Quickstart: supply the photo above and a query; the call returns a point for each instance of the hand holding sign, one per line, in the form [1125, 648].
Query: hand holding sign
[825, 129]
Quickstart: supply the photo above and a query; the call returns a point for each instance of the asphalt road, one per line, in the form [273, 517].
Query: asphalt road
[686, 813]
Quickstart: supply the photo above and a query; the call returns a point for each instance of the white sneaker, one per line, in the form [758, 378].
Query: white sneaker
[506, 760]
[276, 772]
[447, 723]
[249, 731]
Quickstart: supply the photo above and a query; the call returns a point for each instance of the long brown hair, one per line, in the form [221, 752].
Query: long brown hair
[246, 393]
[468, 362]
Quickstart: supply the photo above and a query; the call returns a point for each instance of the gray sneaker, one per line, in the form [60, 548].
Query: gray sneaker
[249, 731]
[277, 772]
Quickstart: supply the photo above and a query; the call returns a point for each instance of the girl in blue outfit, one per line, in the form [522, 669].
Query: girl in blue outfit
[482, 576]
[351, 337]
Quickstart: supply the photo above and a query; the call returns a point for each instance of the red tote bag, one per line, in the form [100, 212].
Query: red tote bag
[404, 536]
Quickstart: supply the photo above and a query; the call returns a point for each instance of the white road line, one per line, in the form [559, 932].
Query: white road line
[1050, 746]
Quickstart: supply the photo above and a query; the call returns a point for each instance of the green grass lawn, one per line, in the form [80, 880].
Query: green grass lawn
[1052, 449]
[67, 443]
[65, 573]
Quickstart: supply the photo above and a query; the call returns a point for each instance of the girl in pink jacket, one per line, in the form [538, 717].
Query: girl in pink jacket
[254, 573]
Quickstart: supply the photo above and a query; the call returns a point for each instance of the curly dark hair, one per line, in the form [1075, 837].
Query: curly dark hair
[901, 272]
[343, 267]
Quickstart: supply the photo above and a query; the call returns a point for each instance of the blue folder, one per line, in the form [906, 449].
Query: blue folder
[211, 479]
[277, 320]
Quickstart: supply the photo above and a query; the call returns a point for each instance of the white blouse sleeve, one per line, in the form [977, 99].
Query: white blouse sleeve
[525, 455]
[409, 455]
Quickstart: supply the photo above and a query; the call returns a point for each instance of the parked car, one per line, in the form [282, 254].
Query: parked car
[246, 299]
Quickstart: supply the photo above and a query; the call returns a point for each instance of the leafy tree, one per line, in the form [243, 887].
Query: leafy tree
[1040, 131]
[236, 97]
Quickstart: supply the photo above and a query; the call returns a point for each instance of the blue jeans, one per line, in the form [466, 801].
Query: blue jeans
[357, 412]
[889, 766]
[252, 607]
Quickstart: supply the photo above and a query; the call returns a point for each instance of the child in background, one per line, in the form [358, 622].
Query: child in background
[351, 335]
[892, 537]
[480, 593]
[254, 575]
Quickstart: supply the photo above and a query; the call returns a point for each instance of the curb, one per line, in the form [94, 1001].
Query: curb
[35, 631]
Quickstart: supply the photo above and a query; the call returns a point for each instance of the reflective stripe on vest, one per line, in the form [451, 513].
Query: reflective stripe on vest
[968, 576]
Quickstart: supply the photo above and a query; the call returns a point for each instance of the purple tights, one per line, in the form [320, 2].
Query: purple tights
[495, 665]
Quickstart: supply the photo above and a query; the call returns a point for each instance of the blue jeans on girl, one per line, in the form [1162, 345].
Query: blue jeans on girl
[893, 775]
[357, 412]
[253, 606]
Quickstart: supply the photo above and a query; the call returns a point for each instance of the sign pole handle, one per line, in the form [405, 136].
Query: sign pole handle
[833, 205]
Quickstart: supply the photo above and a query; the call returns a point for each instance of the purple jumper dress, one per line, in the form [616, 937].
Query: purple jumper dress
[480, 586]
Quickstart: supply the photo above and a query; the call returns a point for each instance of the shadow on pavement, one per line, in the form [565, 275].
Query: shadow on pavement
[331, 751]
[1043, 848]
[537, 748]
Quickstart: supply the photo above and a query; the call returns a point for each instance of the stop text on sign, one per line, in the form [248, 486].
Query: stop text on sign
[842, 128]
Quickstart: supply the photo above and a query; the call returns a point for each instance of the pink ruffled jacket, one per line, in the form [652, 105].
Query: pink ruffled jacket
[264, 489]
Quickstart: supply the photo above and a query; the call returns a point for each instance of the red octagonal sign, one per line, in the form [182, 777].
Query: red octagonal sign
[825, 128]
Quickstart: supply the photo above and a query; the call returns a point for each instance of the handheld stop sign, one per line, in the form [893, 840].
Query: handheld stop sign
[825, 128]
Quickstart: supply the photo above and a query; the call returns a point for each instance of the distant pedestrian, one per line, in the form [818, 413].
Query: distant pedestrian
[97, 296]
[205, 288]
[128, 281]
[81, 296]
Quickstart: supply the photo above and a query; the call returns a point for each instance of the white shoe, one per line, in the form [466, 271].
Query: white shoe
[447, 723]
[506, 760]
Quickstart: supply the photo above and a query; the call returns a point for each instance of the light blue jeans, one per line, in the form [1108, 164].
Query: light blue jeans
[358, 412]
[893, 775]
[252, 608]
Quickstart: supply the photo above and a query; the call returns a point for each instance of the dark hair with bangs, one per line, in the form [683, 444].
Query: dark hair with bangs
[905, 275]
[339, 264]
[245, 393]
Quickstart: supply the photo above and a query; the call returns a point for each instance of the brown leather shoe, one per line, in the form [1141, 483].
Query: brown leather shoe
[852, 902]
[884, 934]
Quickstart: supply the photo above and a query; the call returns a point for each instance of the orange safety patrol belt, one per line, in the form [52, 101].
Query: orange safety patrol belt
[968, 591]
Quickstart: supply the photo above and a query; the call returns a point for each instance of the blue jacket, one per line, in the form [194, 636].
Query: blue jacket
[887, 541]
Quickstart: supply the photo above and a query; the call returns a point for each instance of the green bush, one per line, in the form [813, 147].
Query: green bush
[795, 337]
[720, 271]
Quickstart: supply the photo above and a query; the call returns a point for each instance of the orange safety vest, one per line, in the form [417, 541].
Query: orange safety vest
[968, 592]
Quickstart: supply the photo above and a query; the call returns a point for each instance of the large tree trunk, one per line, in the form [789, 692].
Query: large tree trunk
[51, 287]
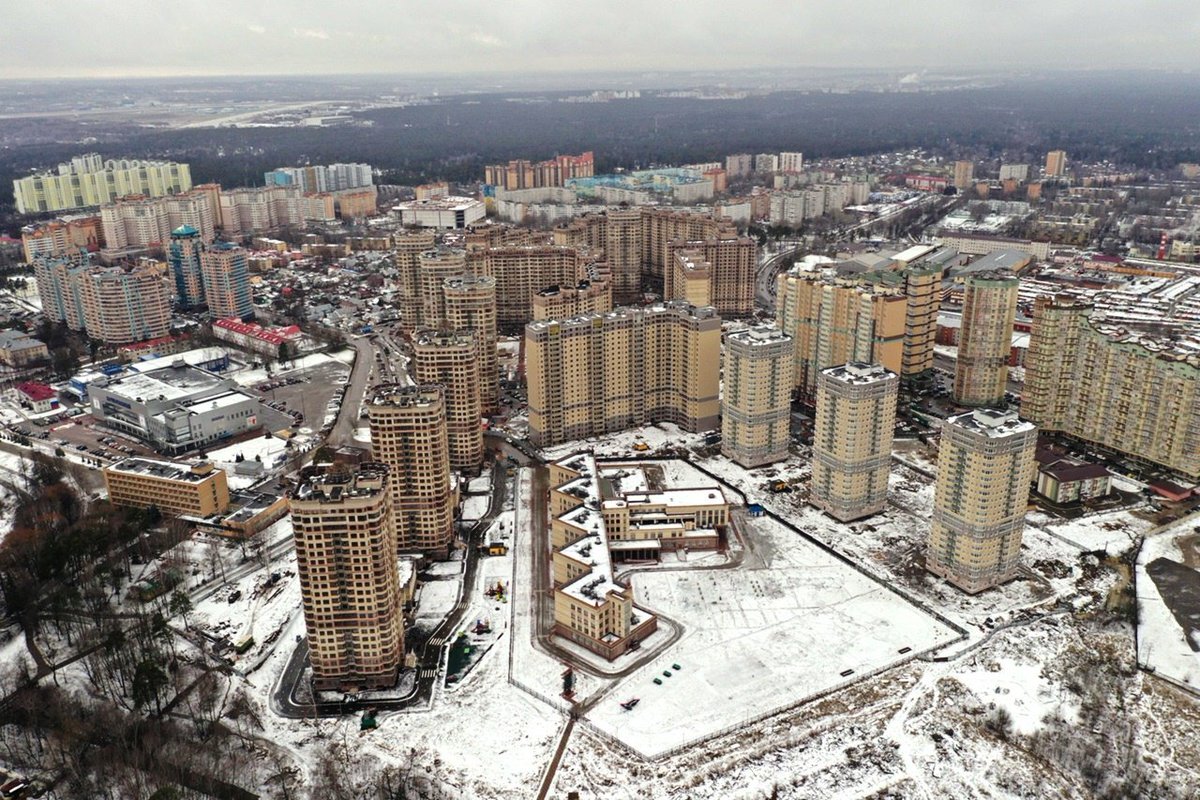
..........
Report how many lines in the entries above contain the string "pole", with case counting. Give only the number.

**Task solution:**
2